Requirement: Transcribe the listing in full, word for word; pictures do not belong in the copy.

Records for the task:

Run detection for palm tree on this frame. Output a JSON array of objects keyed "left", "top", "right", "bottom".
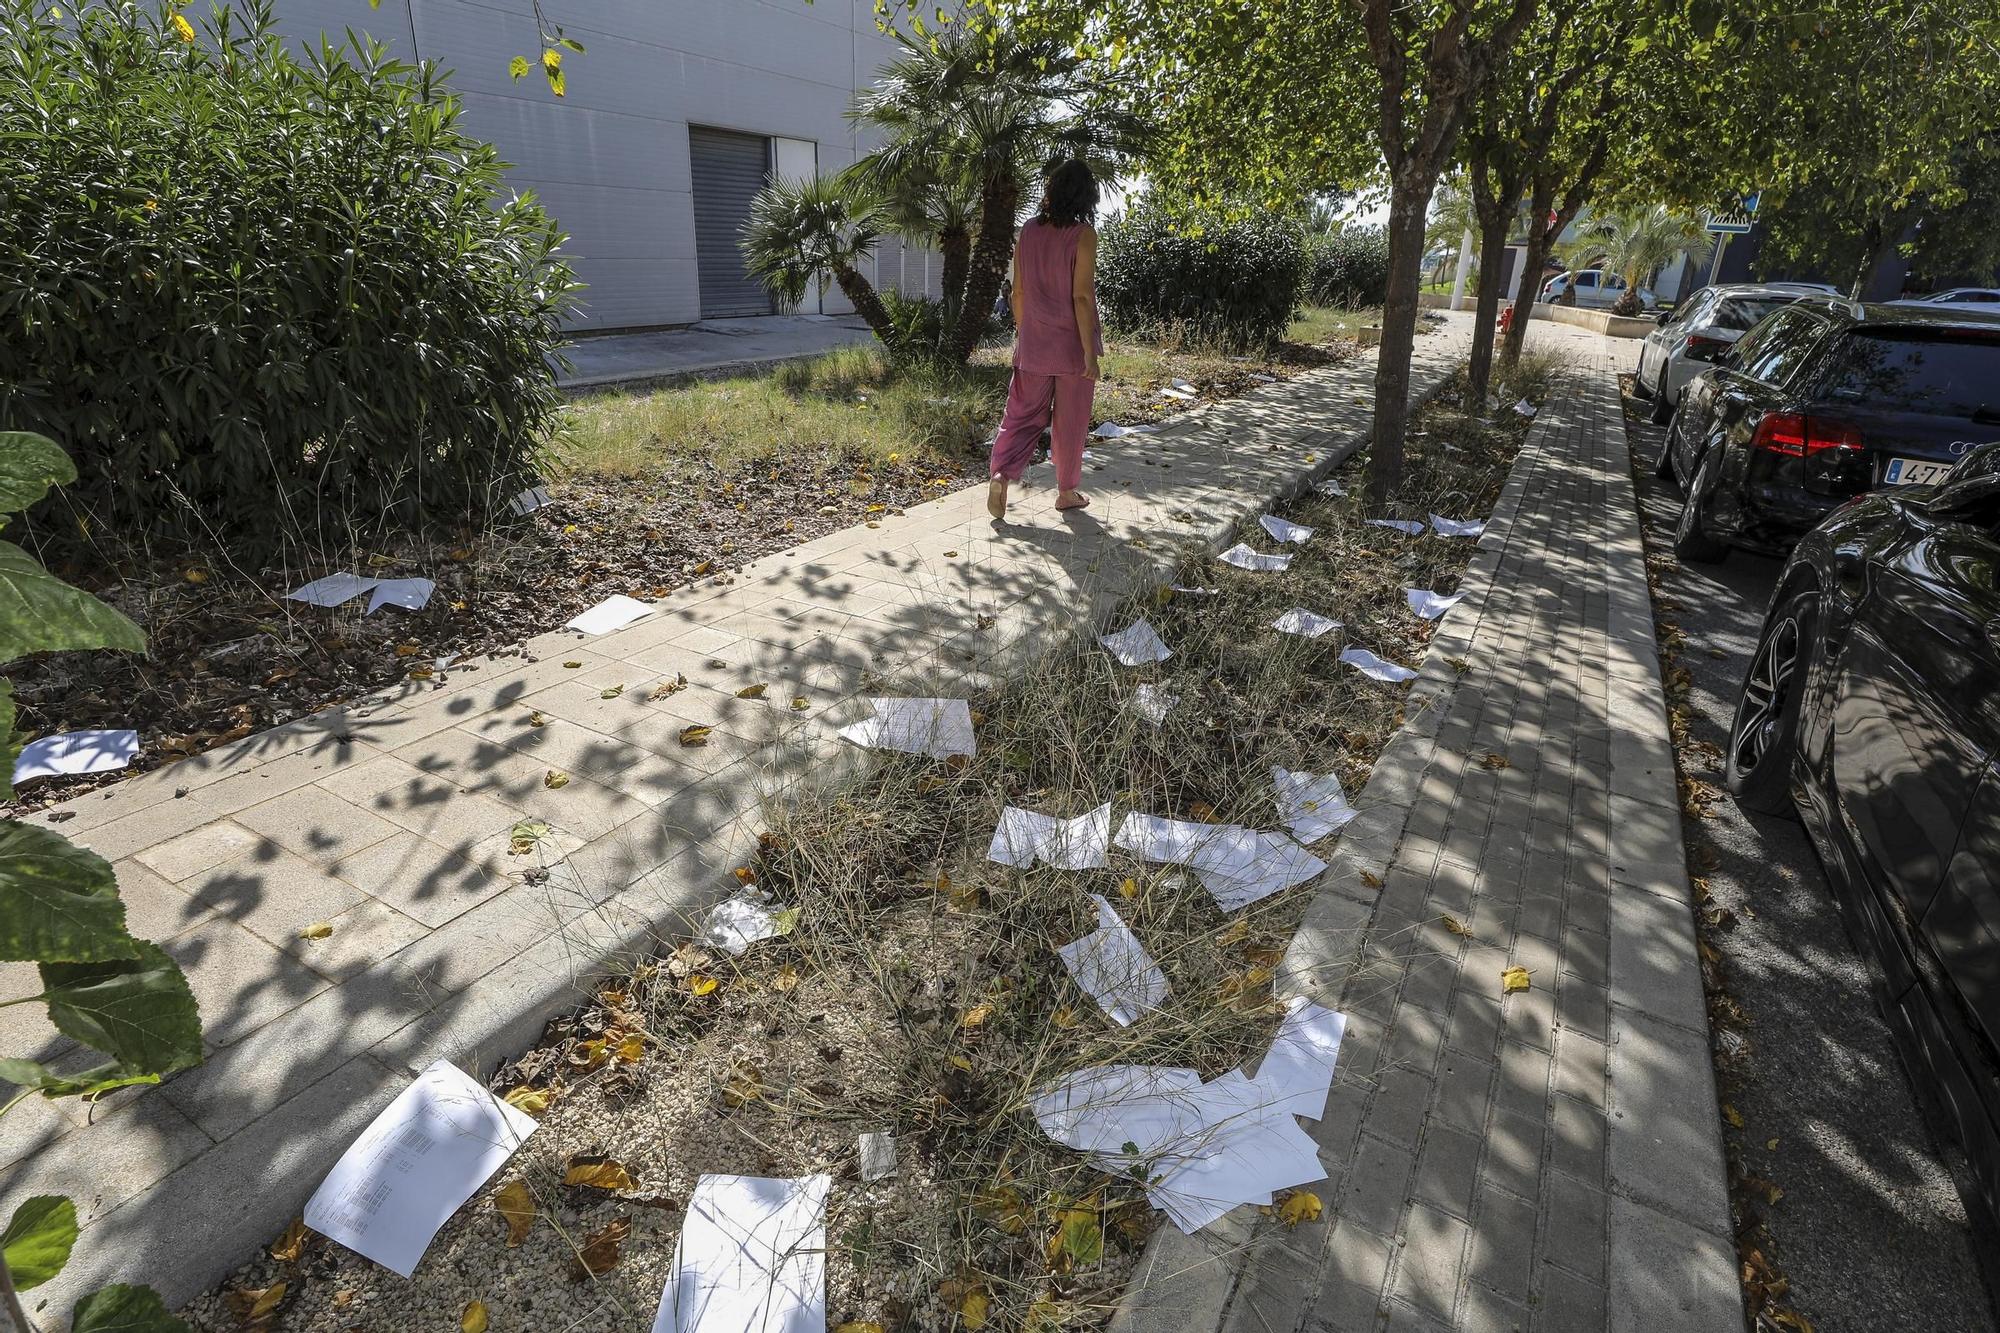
[
  {"left": 741, "top": 174, "right": 896, "bottom": 344},
  {"left": 1564, "top": 206, "right": 1708, "bottom": 315}
]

Solution below:
Run detection for palm tree on this frame. Output a JSON array of objects keyed "left", "top", "right", "bottom".
[
  {"left": 741, "top": 174, "right": 896, "bottom": 344},
  {"left": 1564, "top": 206, "right": 1708, "bottom": 315}
]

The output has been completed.